● **WHAT IS EXPECTED**: In the contract excerpt, what fixed annual return is Party B Zhaoqing JIANG to be paid from the second year to the fourth year after settlement? Please answer in a few words.

··· QUOTED PASSAGE ···

A.   Party D Kairan HAN or a third party appointed by Party D shall pay in full the contract money for that stage AUD $19.25 million and the tax (GST) to the vendor. The 40 % shares in Party C and the rights and interests and obligations of 40% of the subject project held by Party B Zhaoqing JIANG shall all be held and borne by Party D Kairan HAN, or a third party appointed by Party D. Party B Zhaoqing JIANG shall exit from Party C and the subject project. In the future he can only be entitled to a fixed earning and return of AUD $12 million from the subject project (does not include the AUD $6.5 million that Party B Zhaoqing JIANG put in.). Party D Kairan HAN shall provide guarantee for this. The execution plan is as follows:

B.   Party D Kairan HAN guarantees to return to Party B Zhaoqing JIANG the contract money of AUD $6.5 million that he paid within the first year after the actual settlement of the subject project has been completed. (In addition, the GST tax of AUD $490,000 paid by Party B Zhaoqing JIANG will be paid to Party B immediately when the GST is refunded by the government). From the second year to the fourth year after the settlement of the project has been completed, Party B Zhaoqing JIANG shall be paid a fixed earning return of AUD $4 million per year.

··· STORED DATA ···

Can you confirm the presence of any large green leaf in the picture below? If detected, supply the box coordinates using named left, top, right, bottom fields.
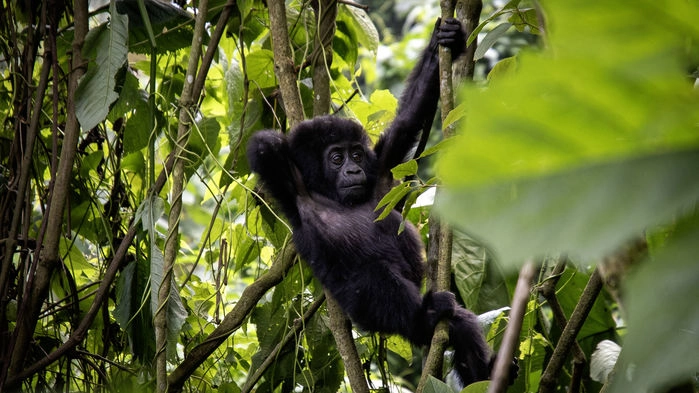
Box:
left=612, top=215, right=699, bottom=393
left=436, top=149, right=699, bottom=264
left=437, top=0, right=699, bottom=263
left=75, top=2, right=129, bottom=130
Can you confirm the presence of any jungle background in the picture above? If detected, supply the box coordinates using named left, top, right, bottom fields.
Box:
left=0, top=0, right=699, bottom=393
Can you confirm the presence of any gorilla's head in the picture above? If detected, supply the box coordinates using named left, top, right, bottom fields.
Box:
left=288, top=116, right=377, bottom=206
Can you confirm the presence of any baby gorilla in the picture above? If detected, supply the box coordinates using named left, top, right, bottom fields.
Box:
left=247, top=19, right=490, bottom=385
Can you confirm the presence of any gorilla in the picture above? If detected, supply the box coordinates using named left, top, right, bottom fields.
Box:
left=247, top=19, right=491, bottom=385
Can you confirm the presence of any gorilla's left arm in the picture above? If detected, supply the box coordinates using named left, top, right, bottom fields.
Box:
left=374, top=18, right=466, bottom=177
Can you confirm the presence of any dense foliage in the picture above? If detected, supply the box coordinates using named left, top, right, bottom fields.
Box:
left=0, top=0, right=699, bottom=392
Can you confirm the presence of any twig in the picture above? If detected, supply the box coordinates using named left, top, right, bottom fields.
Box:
left=488, top=262, right=536, bottom=393
left=539, top=259, right=587, bottom=393
left=539, top=269, right=602, bottom=393
left=240, top=295, right=325, bottom=393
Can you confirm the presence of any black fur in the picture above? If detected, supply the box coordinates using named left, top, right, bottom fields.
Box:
left=248, top=19, right=490, bottom=384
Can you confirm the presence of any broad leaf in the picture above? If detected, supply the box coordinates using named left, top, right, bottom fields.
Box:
left=612, top=215, right=699, bottom=393
left=437, top=0, right=699, bottom=264
left=75, top=2, right=128, bottom=130
left=435, top=149, right=699, bottom=265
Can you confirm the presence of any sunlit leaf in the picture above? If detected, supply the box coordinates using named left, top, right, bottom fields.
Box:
left=437, top=1, right=699, bottom=263
left=75, top=2, right=128, bottom=130
left=612, top=214, right=699, bottom=393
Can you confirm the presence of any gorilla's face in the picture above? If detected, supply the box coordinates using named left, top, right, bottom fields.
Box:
left=323, top=142, right=371, bottom=206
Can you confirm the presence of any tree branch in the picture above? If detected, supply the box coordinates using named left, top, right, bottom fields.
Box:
left=168, top=245, right=296, bottom=393
left=9, top=0, right=88, bottom=378
left=539, top=269, right=602, bottom=393
left=267, top=0, right=304, bottom=127
left=488, top=262, right=536, bottom=393
left=539, top=259, right=587, bottom=393
left=240, top=286, right=325, bottom=393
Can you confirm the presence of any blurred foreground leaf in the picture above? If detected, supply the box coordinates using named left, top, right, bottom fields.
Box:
left=436, top=1, right=699, bottom=264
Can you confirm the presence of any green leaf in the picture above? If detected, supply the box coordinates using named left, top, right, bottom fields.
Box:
left=442, top=102, right=466, bottom=129
left=374, top=182, right=412, bottom=221
left=337, top=6, right=379, bottom=52
left=461, top=381, right=490, bottom=393
left=452, top=231, right=487, bottom=309
left=116, top=0, right=194, bottom=53
left=611, top=214, right=699, bottom=393
left=437, top=0, right=699, bottom=264
left=473, top=23, right=512, bottom=60
left=112, top=259, right=155, bottom=362
left=423, top=375, right=454, bottom=393
left=435, top=149, right=699, bottom=265
left=109, top=72, right=155, bottom=153
left=391, top=160, right=417, bottom=180
left=150, top=247, right=188, bottom=359
left=245, top=49, right=277, bottom=89
left=75, top=2, right=128, bottom=130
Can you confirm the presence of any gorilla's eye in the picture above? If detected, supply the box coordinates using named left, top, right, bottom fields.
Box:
left=330, top=152, right=343, bottom=165
left=350, top=150, right=364, bottom=163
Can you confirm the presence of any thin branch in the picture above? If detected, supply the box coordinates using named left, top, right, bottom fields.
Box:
left=240, top=295, right=325, bottom=393
left=539, top=259, right=587, bottom=393
left=267, top=0, right=303, bottom=127
left=168, top=245, right=296, bottom=392
left=488, top=262, right=536, bottom=393
left=9, top=0, right=88, bottom=378
left=539, top=269, right=603, bottom=393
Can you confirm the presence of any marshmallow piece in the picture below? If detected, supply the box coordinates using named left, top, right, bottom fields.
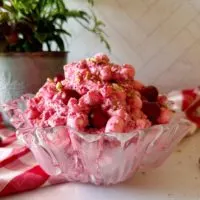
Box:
left=105, top=116, right=125, bottom=133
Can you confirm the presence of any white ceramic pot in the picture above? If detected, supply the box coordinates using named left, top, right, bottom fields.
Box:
left=0, top=52, right=67, bottom=104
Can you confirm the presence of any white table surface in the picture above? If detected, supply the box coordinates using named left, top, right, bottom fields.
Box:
left=3, top=132, right=200, bottom=200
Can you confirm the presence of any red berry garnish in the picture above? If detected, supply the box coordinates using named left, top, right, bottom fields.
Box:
left=61, top=89, right=81, bottom=104
left=89, top=106, right=109, bottom=129
left=142, top=101, right=161, bottom=123
left=141, top=86, right=158, bottom=102
left=53, top=74, right=65, bottom=83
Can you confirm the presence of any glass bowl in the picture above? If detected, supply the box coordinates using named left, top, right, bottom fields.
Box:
left=2, top=95, right=192, bottom=185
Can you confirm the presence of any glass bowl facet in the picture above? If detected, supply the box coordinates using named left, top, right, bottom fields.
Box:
left=0, top=95, right=192, bottom=185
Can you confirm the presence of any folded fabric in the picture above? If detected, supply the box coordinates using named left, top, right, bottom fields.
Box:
left=0, top=88, right=200, bottom=197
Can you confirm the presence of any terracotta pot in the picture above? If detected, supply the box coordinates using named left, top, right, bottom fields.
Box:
left=0, top=52, right=68, bottom=104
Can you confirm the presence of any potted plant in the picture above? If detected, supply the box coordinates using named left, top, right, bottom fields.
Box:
left=0, top=0, right=110, bottom=103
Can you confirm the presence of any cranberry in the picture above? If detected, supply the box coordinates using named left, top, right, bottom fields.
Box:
left=89, top=106, right=109, bottom=129
left=141, top=86, right=158, bottom=102
left=61, top=89, right=80, bottom=104
left=142, top=101, right=161, bottom=123
left=53, top=74, right=65, bottom=83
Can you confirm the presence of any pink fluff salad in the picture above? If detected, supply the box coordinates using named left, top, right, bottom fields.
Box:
left=26, top=54, right=172, bottom=134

···

● **RESPONSE**: AUD $4 million per year.